== Challenge ==
Render the listing below as a JSON array of strings, one string per line, with blank lines dropped. Leave the pictures out of the array.

== Dataset extract ==
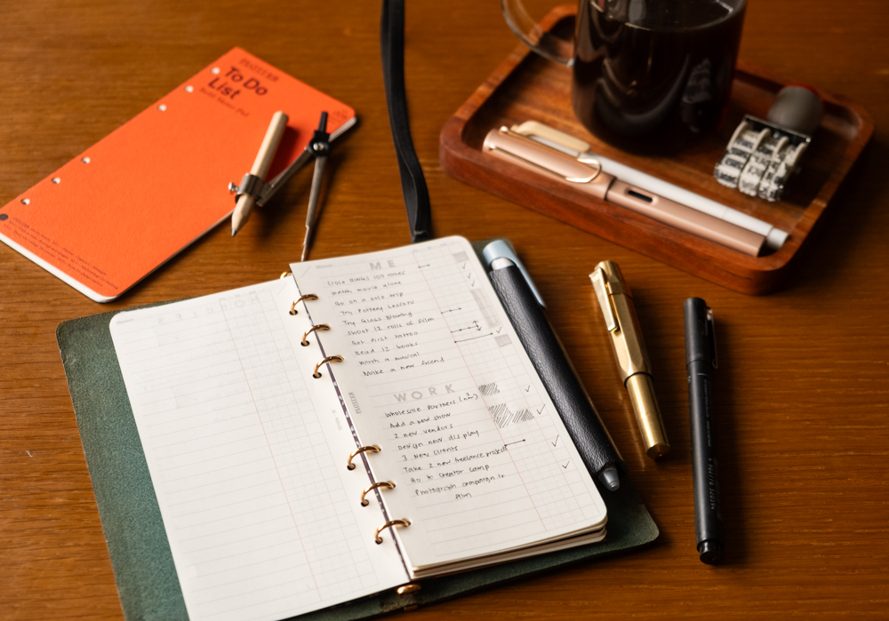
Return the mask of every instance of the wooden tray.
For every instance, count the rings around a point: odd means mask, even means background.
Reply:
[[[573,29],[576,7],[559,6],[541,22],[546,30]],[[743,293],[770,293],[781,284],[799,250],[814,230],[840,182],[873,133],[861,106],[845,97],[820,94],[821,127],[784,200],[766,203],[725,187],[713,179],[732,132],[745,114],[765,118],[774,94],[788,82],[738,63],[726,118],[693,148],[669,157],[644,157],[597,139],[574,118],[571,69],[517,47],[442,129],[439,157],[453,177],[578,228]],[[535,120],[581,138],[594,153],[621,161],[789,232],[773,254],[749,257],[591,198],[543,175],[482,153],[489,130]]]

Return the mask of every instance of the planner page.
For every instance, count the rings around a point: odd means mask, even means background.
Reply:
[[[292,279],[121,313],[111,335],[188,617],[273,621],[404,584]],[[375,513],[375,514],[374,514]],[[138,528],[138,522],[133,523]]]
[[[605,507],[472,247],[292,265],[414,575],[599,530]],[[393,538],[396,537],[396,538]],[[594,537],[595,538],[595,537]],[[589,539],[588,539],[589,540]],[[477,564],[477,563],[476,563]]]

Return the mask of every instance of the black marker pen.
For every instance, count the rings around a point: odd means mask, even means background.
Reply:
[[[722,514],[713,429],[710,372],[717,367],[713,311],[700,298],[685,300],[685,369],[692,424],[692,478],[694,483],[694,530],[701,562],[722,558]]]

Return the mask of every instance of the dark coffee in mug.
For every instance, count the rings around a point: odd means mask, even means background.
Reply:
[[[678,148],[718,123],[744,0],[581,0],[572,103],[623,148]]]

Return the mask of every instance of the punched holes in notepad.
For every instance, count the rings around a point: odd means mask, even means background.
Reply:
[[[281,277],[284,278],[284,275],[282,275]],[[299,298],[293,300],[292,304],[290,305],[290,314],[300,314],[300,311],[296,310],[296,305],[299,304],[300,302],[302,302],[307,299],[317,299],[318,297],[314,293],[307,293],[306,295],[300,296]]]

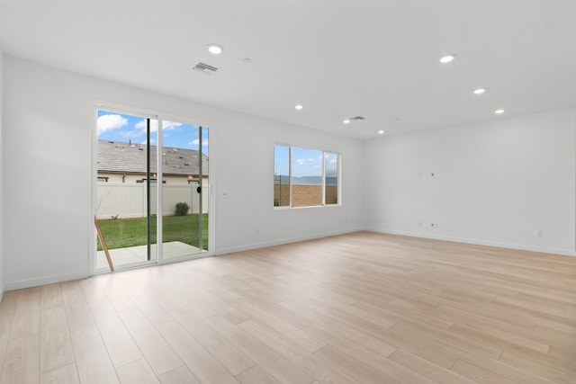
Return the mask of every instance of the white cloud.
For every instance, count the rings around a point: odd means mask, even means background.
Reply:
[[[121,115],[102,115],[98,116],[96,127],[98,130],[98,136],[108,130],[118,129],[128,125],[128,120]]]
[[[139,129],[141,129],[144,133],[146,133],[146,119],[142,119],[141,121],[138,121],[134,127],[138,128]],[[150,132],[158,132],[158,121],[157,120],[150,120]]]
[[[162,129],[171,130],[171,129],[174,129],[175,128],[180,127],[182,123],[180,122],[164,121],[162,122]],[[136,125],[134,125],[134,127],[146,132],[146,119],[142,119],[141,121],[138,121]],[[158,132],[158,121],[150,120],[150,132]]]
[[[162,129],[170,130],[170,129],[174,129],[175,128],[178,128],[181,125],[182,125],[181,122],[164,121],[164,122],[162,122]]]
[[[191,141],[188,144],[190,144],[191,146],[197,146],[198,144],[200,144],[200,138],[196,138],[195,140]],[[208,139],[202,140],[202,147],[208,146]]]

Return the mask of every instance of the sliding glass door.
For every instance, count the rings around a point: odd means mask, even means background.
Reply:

== Written answer ==
[
  "Return the mask of every instance of the wooden tray.",
  "For every instance, count the rings around a point: odd means mask, even means background.",
  "Reply:",
  "[[[573,29],[576,7],[559,6],[541,22],[546,30]],[[743,293],[770,293],[781,284],[799,250],[814,230],[840,182],[873,133],[861,106],[845,97],[820,94],[821,127],[784,200],[766,203],[725,187],[713,179],[732,132],[745,114],[765,118],[774,94],[788,82],[738,63],[726,118],[693,148],[669,157],[644,157],[597,139],[574,118],[571,69],[517,47],[442,129],[439,157],[453,177],[578,228]],[[535,120],[581,138],[594,153],[621,161],[789,232],[773,254],[749,257],[591,198],[543,175],[482,153],[489,130]]]",
  "Return the mask of every instance of the planner page.",
  "For every instance, count the rings around a point: odd means mask, even means background.",
  "Reply:",
  "[[[292,279],[121,313],[111,335],[188,617],[273,621],[404,584]],[[375,513],[375,514],[374,514]],[[138,528],[138,522],[133,523]]]",
  "[[[605,507],[472,247],[292,265],[414,575],[599,530]],[[393,538],[396,537],[396,538]],[[594,537],[595,538],[595,537]],[[589,539],[588,539],[589,540]],[[477,564],[477,563],[476,563]]]",
  "Return the mask of every instance of the black marker pen.",
  "For every instance, count the rings around a point: odd means mask, even means background.",
  "Reply:",
  "[[[722,514],[713,429],[710,372],[717,367],[713,311],[700,298],[685,300],[685,369],[692,424],[692,478],[694,483],[694,530],[701,562],[722,558]]]",
  "Return the mask of every instance of the dark coffee in mug.",
  "For every instance, count the rings around a point: odd means mask, even means background.",
  "Reply:",
  "[[[678,148],[718,123],[744,0],[581,0],[572,103],[623,148]]]",
  "Return the mask of every instance of the punched holes in notepad.",
  "For every instance, count the rings around a point: odd means mask, even means background.",
  "Reply:",
  "[[[281,277],[284,278],[284,275],[282,275]],[[299,298],[293,300],[292,304],[290,305],[290,314],[300,314],[300,311],[296,310],[296,305],[299,304],[300,302],[302,302],[307,299],[317,299],[318,297],[314,293],[307,293],[306,295],[300,296]]]",
  "Return the mask of every instance of the white cloud.",
  "For every instance, count the rings around a point: odd means mask, even means background.",
  "Reply:",
  "[[[121,115],[102,115],[98,116],[96,127],[98,130],[98,136],[108,130],[118,129],[128,125],[128,120]]]",
  "[[[139,129],[141,129],[144,133],[146,133],[146,119],[142,119],[141,121],[138,121],[134,127],[138,128]],[[150,132],[158,132],[158,121],[157,120],[150,120]]]",
  "[[[162,129],[171,130],[171,129],[174,129],[175,128],[180,127],[182,123],[180,122],[164,121],[162,122]],[[136,125],[134,125],[134,127],[146,132],[146,119],[142,119],[141,121],[138,121]],[[158,132],[158,121],[150,120],[150,132]]]",
  "[[[162,129],[170,130],[170,129],[174,129],[175,128],[178,128],[181,125],[182,125],[181,122],[164,121],[164,122],[162,122]]]",
  "[[[191,141],[188,144],[190,144],[191,146],[197,146],[198,144],[200,144],[200,138],[196,138],[195,140]],[[208,139],[202,140],[202,147],[208,146]]]",
  "Return the mask of every instance of the sliding glass door.",
  "For every instance, count the rings around a point: odd means mask, even means background.",
  "Reply:"
]